Wu Sheng has written vivid poems about rural life and the land since the 1960s, when he became one of Taiwan’s most popular poets. His poems are rooted in the soil, imbued with an unshakable affinity for the people who till it, sweat over it, and eventually are buried in it, and serve as his personal response to the industrialization, urbanization and globalization of his vanishing world. He has remained attached to his nativist roots, and the occasional moralizing in his poems, particularly those addressed to children, continues a long literary tradition in China. Many of his poems have the directness of song lyrics, and indeed, many have been set to music in two published sets of cds. Though well-read in modernist and other poetic styles, Wu Sheng developed a style that is ever-linked to his home and its geography.


WU SHENG, born in 1944, is a farmer, teacher, poet, essayist and environmental activist who lives in central Taiwan. He has written more than a dozen volumes of poems and essays, and in 2007, received the Wu Sanlian Literature Award, one of Taiwan’s most prestigious honors. In 2002, he and his wife spent a year exploring and reporting on the social and environmental conditions of Taiwan’s longest river, the Zhuoshui River. He also purchased land near his farm and created a park forested with trees native to Taiwan. Wu Sheng’s work was the first to be digitized for the National Museum of Taiwan Literature’s digital archives, and many of his poems have been set to music.


JOHN BALCOM, PhD., is a translator of Chinese literature, whose previous books for Zephyr Press include Abyss, by Ya Hsien (a finalist for the PEN Poetry in Translation Award), Grass Roots, by Xiang Yang, and Driftwood and Stone Cell, both by Lo Fu. Other recent publications include Frontier Taiwan: An Anthology of Modern Chinese Poetry (contributor), Wintry Night by Li Qiao (co-translator), The City Trilogy by Chang His-kuo, There’s Nothing I Can Do When I Think of You Late at Night, by Cao Naiqian, and Taiwan’s Indigenous Writers: An Anthology of Stories, Essays, and Poems, the last two of which won Northern California Book Awards. He teaches at the Monterey Institute of International Studies.

**Supplied information**
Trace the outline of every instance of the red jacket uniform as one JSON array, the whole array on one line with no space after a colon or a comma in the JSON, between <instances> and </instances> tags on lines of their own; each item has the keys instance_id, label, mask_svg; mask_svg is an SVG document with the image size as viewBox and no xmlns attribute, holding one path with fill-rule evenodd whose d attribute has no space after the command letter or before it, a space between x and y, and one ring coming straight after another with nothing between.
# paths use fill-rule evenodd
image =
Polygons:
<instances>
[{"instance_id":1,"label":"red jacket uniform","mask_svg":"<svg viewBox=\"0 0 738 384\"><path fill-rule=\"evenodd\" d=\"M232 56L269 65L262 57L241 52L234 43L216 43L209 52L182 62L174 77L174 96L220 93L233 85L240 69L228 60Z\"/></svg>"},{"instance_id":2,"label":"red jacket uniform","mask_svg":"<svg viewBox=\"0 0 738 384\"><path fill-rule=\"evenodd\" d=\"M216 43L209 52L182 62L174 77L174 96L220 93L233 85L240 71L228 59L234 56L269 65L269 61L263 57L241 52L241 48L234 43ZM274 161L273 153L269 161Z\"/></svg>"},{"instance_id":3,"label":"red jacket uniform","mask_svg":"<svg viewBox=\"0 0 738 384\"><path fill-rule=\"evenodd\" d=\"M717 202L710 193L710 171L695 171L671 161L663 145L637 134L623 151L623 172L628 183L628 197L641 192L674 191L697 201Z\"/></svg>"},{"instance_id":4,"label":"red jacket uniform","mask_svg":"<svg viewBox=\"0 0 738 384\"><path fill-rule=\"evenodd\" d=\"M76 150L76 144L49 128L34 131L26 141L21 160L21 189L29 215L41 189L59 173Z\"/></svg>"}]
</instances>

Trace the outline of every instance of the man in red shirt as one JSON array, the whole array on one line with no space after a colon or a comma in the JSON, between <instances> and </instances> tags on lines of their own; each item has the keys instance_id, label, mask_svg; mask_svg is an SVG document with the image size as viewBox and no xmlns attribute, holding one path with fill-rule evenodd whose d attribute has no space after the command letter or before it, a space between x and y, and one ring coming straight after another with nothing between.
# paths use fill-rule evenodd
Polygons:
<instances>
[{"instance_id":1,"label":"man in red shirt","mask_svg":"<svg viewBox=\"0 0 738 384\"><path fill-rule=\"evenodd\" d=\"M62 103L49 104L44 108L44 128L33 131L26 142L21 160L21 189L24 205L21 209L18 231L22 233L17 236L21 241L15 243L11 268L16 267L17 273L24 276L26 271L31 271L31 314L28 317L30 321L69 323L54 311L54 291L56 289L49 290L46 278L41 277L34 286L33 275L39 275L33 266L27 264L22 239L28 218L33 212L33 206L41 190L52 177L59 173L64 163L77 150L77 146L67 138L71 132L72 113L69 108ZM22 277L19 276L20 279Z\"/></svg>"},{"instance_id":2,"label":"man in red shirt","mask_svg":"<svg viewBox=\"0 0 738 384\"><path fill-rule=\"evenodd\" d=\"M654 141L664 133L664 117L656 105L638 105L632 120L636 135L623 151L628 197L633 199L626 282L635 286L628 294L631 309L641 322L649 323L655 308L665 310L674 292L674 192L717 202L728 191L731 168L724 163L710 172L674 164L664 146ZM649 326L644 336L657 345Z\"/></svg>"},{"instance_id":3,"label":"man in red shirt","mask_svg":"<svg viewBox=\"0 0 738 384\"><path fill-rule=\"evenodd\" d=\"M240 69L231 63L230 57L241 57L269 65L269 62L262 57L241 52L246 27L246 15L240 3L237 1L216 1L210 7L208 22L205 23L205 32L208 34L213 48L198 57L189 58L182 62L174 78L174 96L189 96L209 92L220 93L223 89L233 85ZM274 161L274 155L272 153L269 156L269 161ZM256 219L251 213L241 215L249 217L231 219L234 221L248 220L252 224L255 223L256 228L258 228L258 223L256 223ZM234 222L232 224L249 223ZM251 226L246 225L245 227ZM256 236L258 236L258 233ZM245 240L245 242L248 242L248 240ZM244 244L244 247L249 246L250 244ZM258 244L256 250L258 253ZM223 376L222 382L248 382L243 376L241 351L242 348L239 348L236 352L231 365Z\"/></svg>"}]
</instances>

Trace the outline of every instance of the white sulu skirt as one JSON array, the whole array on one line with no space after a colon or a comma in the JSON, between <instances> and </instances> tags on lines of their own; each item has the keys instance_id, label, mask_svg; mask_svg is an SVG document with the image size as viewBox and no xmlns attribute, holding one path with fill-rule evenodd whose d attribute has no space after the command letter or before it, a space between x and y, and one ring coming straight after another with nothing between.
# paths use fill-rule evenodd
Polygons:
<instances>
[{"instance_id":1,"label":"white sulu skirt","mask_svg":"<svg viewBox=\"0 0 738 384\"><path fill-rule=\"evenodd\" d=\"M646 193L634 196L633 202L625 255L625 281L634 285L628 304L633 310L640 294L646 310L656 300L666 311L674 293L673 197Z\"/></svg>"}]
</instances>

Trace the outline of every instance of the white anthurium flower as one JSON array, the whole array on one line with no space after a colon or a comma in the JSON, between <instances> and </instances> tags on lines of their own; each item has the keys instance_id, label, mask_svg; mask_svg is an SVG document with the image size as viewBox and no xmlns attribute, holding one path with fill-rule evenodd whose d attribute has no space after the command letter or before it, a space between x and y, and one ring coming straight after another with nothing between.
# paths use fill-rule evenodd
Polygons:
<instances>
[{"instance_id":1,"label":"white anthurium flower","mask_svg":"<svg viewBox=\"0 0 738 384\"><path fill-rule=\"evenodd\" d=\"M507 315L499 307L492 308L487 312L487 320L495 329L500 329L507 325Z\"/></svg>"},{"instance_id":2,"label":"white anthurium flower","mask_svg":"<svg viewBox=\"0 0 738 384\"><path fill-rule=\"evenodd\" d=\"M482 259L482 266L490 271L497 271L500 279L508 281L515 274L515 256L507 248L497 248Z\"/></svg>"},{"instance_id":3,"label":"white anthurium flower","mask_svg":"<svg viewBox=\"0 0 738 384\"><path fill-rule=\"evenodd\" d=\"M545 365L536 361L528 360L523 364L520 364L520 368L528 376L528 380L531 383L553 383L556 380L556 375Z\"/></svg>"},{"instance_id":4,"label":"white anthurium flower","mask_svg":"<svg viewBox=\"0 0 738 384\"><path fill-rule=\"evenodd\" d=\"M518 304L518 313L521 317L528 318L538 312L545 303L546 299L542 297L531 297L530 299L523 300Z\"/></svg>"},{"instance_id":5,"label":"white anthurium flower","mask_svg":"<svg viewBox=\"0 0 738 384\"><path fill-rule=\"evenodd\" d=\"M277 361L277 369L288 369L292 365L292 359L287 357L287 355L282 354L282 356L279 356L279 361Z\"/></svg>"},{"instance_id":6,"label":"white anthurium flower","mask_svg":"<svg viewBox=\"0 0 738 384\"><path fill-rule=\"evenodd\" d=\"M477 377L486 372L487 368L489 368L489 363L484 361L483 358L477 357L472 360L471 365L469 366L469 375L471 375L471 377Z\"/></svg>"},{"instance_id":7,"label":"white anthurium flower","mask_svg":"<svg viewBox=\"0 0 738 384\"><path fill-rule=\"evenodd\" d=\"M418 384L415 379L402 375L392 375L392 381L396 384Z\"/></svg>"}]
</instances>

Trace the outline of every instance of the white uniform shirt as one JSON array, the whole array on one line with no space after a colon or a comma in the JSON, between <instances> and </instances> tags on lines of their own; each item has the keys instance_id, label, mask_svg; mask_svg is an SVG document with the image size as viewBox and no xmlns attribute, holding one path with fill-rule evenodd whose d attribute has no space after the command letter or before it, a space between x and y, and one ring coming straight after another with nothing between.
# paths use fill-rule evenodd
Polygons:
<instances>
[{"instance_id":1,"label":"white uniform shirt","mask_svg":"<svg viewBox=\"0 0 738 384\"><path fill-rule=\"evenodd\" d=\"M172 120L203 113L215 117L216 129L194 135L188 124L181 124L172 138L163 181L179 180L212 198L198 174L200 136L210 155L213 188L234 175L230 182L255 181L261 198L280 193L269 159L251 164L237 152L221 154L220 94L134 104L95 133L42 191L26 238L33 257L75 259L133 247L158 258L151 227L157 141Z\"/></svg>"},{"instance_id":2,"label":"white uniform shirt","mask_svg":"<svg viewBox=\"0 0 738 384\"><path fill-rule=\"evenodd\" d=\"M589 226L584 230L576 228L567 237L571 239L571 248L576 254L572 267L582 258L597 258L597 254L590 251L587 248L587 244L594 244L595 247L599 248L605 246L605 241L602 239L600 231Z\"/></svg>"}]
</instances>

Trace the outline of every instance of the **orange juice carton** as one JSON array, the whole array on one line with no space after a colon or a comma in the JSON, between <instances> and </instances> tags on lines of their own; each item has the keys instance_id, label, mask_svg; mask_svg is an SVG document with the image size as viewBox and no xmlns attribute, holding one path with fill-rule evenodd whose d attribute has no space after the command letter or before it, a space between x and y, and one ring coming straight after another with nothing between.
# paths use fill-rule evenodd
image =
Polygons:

**What to work on**
(1) From the Wu Sheng passage above, reproduce the words starting at "Wu Sheng has" and ending at "and its geography.".
(2) In the Wu Sheng passage, which award did Wu Sheng receive in 2007?

**Full answers**
(1)
Wu Sheng has written vivid poems about rural life and the land since the 1960s, when he became one of Taiwan’s most popular poets. His poems are rooted in the soil, imbued with an unshakable affinity for the people who till it, sweat over it, and eventually are buried in it, and serve as his personal response to the industrialization, urbanization and globalization of his vanishing world. He has remained attached to his nativist roots, and the occasional moralizing in his poems, particularly those addressed to children, continues a long literary tradition in China. Many of his poems have the directness of song lyrics, and indeed, many have been set to music in two published sets of cds. Though well-read in modernist and other poetic styles, Wu Sheng developed a style that is ever-linked to his home and its geography.

(2) The Wu Sanlian Literature Award.